## Passage provided

Imaging Your Brain on Chronic Pain…
“The pain is all in your head.” I remember being a newly minted doctor and hearing that statement in one of the first clinics where I worked out of residency training. It would be a common refrain I would hear time and time again over the next few years, as this idea was all the rage in the ’80s and ’90s. After I had examined a few hundred patients in pain, I knew intuitively that this conceptualization that pain was a psychological problem was ridiculous. The idea is still out there, despite study after study showing that while pain is in the brain and it impacts psychology, it’s quite real. Not a figment of someone’s imagination, but more like the brain’s physical reaction to something bad. This morning I’ll review one of those new studies showing that pain can now be “seen” impacting how the brain works.
Crazy or Lazy
I’ll never forget my experiences with “chronic pain programs” as a young doctor. This contraption was a multidisciplinary team of physicians, therapists, and psychologists who would see patients continuously over one to two weeks for eight hours a day. The idea was that since the patients’ chronic pain wasn’t real and was instead a figment of their imagination, patients could be talked out of pain. Also, since they were deconditioned and this was also causing their pain, we could work the laziness out of them by bombarding them with physical and occupational therapy. The idea was that these patients would, of course, exit these programs with less pain and as productive members of society ready to go back to work lifting stuff. However, in reality, despite these programs costing tens of thousands of dollars, this never seemed to happen. While every once in a while we would meet a patient who did figure out what we wanted to hear and would tell us that to escape his or her special version of treatment hell, for the most part, patients exited “the program” still in pain, but maybe a little more knowledgeable.

## Exercises
1. Rewrite the chronic pain article between "Imaging Your Brain" and "the brain works.", inclusive, changing "clinics" to "hospitals".
2. Based on the chronic pain article, mark each statement yes or no, and quote the words that decide it.
(a) The chronic pain programs saw patients eight hours a day over one to two weeks.
(b) The chronic pain programs cost a few hundred dollars.
(c) The idea that pain is in the head was popular in the ’80s and ’90s.

## Information supplied

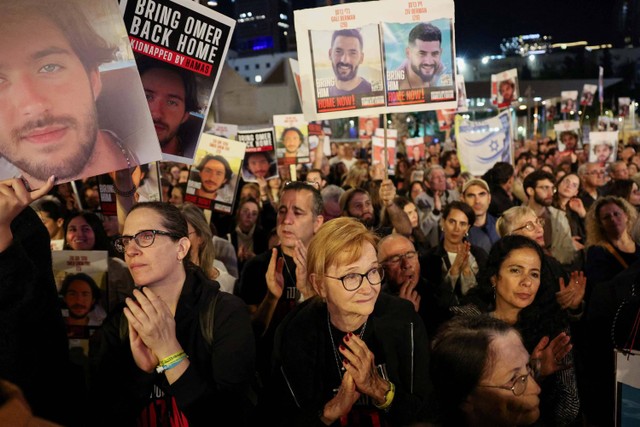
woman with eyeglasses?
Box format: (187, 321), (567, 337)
(496, 206), (587, 314)
(430, 315), (540, 427)
(585, 196), (640, 295)
(92, 202), (255, 426)
(228, 198), (269, 278)
(452, 235), (580, 426)
(422, 201), (487, 315)
(258, 217), (431, 426)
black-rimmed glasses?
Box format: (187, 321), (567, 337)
(511, 218), (545, 234)
(283, 181), (320, 190)
(324, 267), (384, 292)
(478, 365), (532, 396)
(113, 230), (184, 253)
(382, 251), (418, 265)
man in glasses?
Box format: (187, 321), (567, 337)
(378, 233), (446, 336)
(462, 178), (500, 253)
(237, 181), (324, 379)
(600, 160), (629, 196)
(578, 163), (605, 210)
(523, 170), (584, 265)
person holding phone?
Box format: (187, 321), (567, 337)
(421, 201), (488, 324)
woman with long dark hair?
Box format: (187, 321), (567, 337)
(452, 235), (580, 425)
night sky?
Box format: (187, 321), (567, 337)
(455, 0), (614, 57)
(293, 0), (619, 58)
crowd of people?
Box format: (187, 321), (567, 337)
(0, 132), (640, 427)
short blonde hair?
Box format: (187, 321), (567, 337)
(585, 196), (638, 249)
(307, 217), (378, 286)
(496, 206), (538, 237)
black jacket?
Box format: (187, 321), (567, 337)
(93, 268), (255, 426)
(261, 293), (432, 426)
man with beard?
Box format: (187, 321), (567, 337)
(522, 170), (582, 265)
(329, 28), (371, 96)
(440, 150), (460, 178)
(137, 57), (199, 157)
(461, 178), (500, 253)
(196, 154), (238, 203)
(378, 233), (447, 337)
(398, 22), (453, 90)
(60, 273), (106, 332)
(0, 0), (137, 188)
(340, 179), (412, 237)
(414, 165), (460, 247)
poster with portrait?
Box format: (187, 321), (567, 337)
(309, 24), (384, 113)
(404, 136), (425, 163)
(120, 0), (235, 164)
(238, 128), (278, 182)
(455, 110), (513, 176)
(598, 116), (620, 132)
(0, 0), (161, 189)
(542, 97), (560, 123)
(51, 250), (112, 367)
(553, 120), (582, 153)
(207, 123), (238, 140)
(618, 97), (631, 117)
(307, 120), (332, 168)
(456, 74), (469, 113)
(371, 129), (398, 175)
(184, 133), (247, 213)
(560, 90), (578, 114)
(589, 131), (618, 164)
(436, 109), (456, 132)
(358, 115), (380, 141)
(294, 0), (456, 121)
(491, 68), (520, 108)
(580, 84), (598, 107)
(273, 114), (311, 166)
(382, 16), (457, 108)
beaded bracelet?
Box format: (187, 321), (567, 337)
(373, 381), (396, 411)
(156, 351), (189, 374)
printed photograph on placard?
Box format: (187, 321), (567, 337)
(120, 0), (235, 164)
(560, 90), (578, 113)
(589, 131), (618, 164)
(0, 0), (162, 189)
(238, 128), (278, 182)
(580, 84), (598, 107)
(598, 116), (620, 132)
(273, 114), (310, 166)
(381, 18), (456, 106)
(618, 97), (631, 117)
(309, 24), (384, 112)
(185, 134), (246, 213)
(358, 116), (380, 141)
(491, 68), (520, 108)
(553, 120), (582, 153)
(404, 137), (425, 163)
(207, 123), (238, 140)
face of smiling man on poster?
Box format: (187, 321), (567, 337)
(329, 29), (371, 96)
(0, 0), (132, 187)
(398, 22), (451, 89)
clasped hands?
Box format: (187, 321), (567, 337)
(322, 333), (389, 423)
(124, 287), (182, 373)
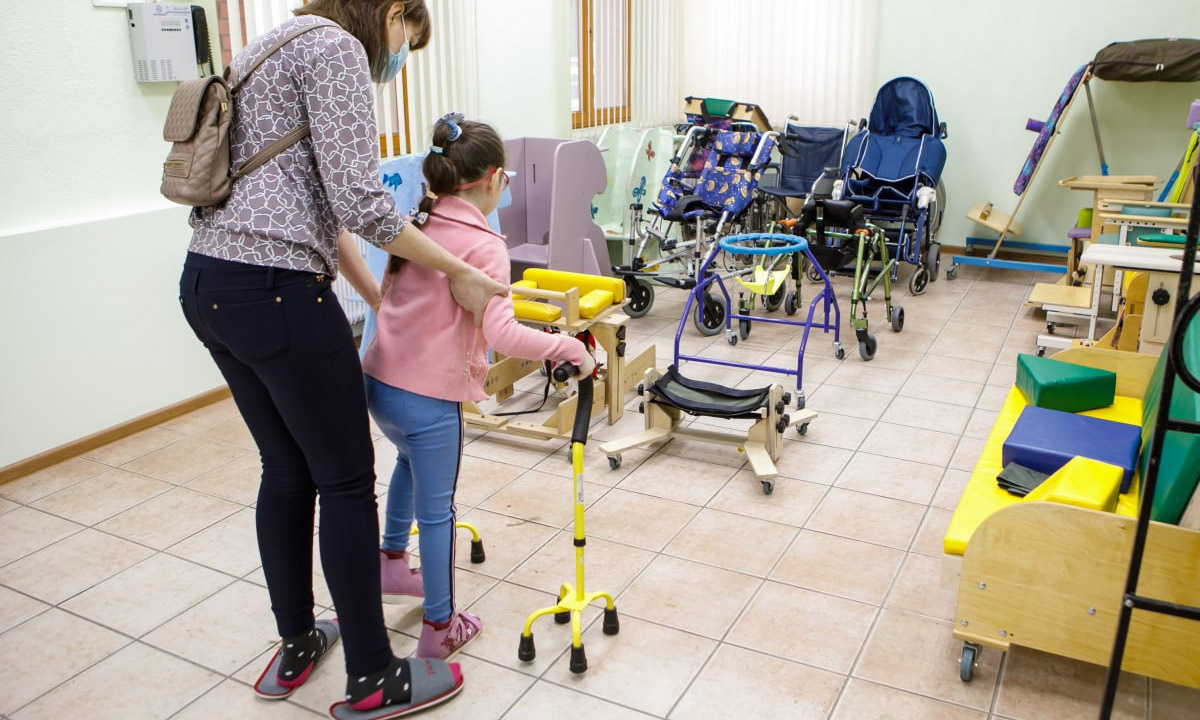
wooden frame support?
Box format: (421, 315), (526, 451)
(954, 503), (1200, 688)
(462, 287), (656, 440)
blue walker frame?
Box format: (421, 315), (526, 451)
(674, 233), (846, 408)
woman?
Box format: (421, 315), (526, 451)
(180, 0), (508, 718)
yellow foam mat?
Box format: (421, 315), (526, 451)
(522, 268), (625, 305)
(512, 280), (538, 300)
(512, 299), (563, 323)
(1025, 457), (1124, 512)
(580, 290), (612, 319)
(942, 386), (1141, 554)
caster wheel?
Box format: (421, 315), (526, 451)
(784, 290), (798, 314)
(858, 332), (877, 360)
(571, 644), (588, 674)
(762, 286), (787, 312)
(692, 293), (725, 337)
(625, 277), (654, 318)
(959, 642), (979, 683)
(517, 632), (538, 662)
(908, 265), (929, 295)
(604, 606), (620, 635)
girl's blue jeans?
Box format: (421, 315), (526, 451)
(366, 376), (462, 623)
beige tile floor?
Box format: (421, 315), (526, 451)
(0, 261), (1200, 720)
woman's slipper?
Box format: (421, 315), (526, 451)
(254, 620), (341, 700)
(329, 658), (462, 720)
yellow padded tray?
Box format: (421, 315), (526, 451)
(942, 386), (1141, 556)
(521, 268), (625, 305)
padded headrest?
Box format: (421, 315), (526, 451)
(868, 77), (938, 138)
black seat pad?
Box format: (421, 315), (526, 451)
(650, 365), (772, 418)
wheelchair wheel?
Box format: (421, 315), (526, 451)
(762, 284), (787, 312)
(691, 293), (725, 337)
(784, 292), (800, 314)
(804, 263), (823, 282)
(625, 277), (654, 318)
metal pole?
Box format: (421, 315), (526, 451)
(1084, 78), (1109, 175)
(1100, 160), (1200, 720)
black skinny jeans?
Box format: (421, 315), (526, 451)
(179, 253), (392, 674)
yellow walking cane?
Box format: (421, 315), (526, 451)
(517, 365), (620, 673)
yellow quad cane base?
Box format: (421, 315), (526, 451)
(517, 442), (620, 674)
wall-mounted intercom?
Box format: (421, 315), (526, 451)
(127, 2), (212, 83)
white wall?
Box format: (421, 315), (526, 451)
(0, 0), (221, 467)
(475, 0), (571, 138)
(878, 0), (1200, 245)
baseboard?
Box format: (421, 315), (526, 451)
(0, 386), (230, 485)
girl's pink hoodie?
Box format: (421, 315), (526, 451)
(362, 196), (587, 402)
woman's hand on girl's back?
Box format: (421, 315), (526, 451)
(450, 266), (509, 328)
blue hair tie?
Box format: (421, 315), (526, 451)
(433, 112), (463, 143)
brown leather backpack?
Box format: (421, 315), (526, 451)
(160, 23), (332, 208)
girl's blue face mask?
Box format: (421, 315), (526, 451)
(379, 17), (408, 83)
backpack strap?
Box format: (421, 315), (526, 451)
(226, 22), (337, 180)
(229, 122), (308, 180)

## Results for each task
1.
Imaging Your Brain on Chronic Pain…
“The pain is all in your head.” I remember being a newly minted doctor and hearing that statement in one of the first hospitals where I worked out of residency training. It would be a common refrain I would hear time and time again over the next few years, as this idea was all the rage in the ’80s and ’90s. After I had examined a few hundred patients in pain, I knew intuitively that this conceptualization that pain was a psychological problem was ridiculous. The idea is still out there, despite study after study showing that while pain is in the brain and it impacts psychology, it’s quite real. Not a figment of someone’s imagination, but more like the brain’s physical reaction to something bad. This morning I’ll review one of those new studies showing that pain can now be “seen” impacting how the brain works.

2.
(a) Yes: "see patients continuously over one to two weeks for eight hours a day"
(b) No: "despite these programs costing tens of thousands of dollars"
(c) Yes: "this idea was all the rage in the ’80s and ’90s"